Omaha la sanglante. les Américains cloués au sol
Plus de neuf siècles après la traversée de la Manche par le duc Guillaume de Normandie, ses descendants refaisaient le chemin inverse. Les Alliés avaient rassemblés quelques 5000 navires qui évoluaient dans une mer démontée, cette armada devait porter un coup de boutoir dans la "Festung Europa" de l'Allemagne nazie. L'armée du monde libre était en marche et rien ne pouvait l'arrêter. Le fameux Reich d'Adolf Hitler qui devait durer mille ans, selon lui, se réduisait comme une peau de chagrin. Sur le front Est les armées allemandes laminées cédaient du terrain, en Italie les Alliés étaient aux portes de Rome et les villes allemandes se consumaient sous les bombes. La Wehrmacht jadis si puissante perdait peu à peu pied.
La plus grande opération militaire de tous les temps allait encore aggraver les choses pour les Allemands, obligés de se battre sur deux fronts. Dans ces 5000 navires des soldats de toutes les nationalités étaient prêts après s'être entraînés pendant de longs mois. Les Anglais voulaient faire payer au prix fort les Nazis, qui avaient rasés plusieurs villes et laver l'affront de Dunkerque en 1940. Les Canadiens attaqueraient avec une pensée pour ceux qui étaient tombés à Dieppe deux ans plus tôt, sans oublier les Français qui piaffaient d'impatience en ce jour de retour au pays. Dans la nuit des bombardiers avaient lâchés des million de bandelettes d'aluminium ( Windows) pour brouiller les stations radars de la côte normande. Avant l'aube des navires s'étaient présentés au large pour dresser un nuage de fumigène destiné à masquer l'arrivée de l'armada. Ce fut ensuite le tour à l'aviation d'entrer en scène, les bombardiers devaient pilloner les plages pour réduire au silence les casernements ennemis. Hélas génés par des nuages les bombes manquèrent totalement leurs cibles, lorsque les premières commencèrent à dégringoler les avions avaient déja franchis la côte. Elles devaient faire plus de victimes chez les vaches dans les herbages que sur les Allemands. Seuls quelques positions furent touchées. La marine pris le relais, mais là encore le tir de barrage ne devait faire que peu de dégats sur les garnisons biens à l'abri dans les bunkers. Les plages de Colleville-sur-Mer, Vierville et Saint-Laurent sur Mer vont entrer dans l'Histoire sous le nom peu enviable d'Omaha la sanglante, baptisées du sang de millier de Gi's.
La marée est basse, et les obstacles piègés sont bien visibles, en revanche il n'y a aucun cratères de bombes pour s'y abriter, et les hommes devront parcourir 500 mètres d'un terrain plat comme le dessus de la main. Alors que les barges commencent à avancer, les Allemands se tiennent prêt.
----------------------------------------
* _Consignes de l'exercice_
• a. Reformulez sous forme de liste le paragraphe de l'extrait sur Omaha la sanglante qui commence par « La marée est basse », en conservant ses faits principaux.
• b. Recopiez sans rien changer, dans l'extrait sur Omaha la sanglante, le passage qui s'ouvre sur les mots contenant « La marée est » et se termine par « se tiennent prêt. ».
• c. Indiquez si chacune des affirmations suivantes est conforme à l'extrait sur Omaha la sanglante. Justifiez chaque réponse par une citation exacte. (i) Les Alliés avaient réuni environ 5000 navires. (ii) Les bombes larguées par l'aviation atteignirent précisément leurs cibles. (iii) Au moment où les barges avancent, la marée est haute.

* _Extrait de données_
----------------------------------------
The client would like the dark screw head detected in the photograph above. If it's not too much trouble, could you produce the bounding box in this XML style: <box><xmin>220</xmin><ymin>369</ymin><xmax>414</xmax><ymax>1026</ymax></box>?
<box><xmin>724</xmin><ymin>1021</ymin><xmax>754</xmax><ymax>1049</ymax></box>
----------------------------------------
* _Corrigé_
• a.
- La marée est basse et les obstacles piégés sont bien visibles.
- Aucun cratère de bombe ne permet de s'abriter.
- Les hommes devront franchir 500 mètres de terrain entièrement plat.
- Les barges commencent à avancer et les Allemands se tiennent prêts.

• b.
La marée est basse, et les obstacles piègés sont bien visibles, en revanche il n'y a aucun cratères de bombes pour s'y abriter, et les hommes devront parcourir 500 mètres d'un terrain plat comme le dessus de la main. Alors que les barges commencent à avancer, les Allemands se tiennent prêt.

• c.
(i) Oui : « Les Alliés avaient rassemblés quelques 5000 navires ».
(ii) Non : « Hélas génés par des nuages les bombes manquèrent totalement leurs cibles ».
(iii) Non : « La marée est basse ».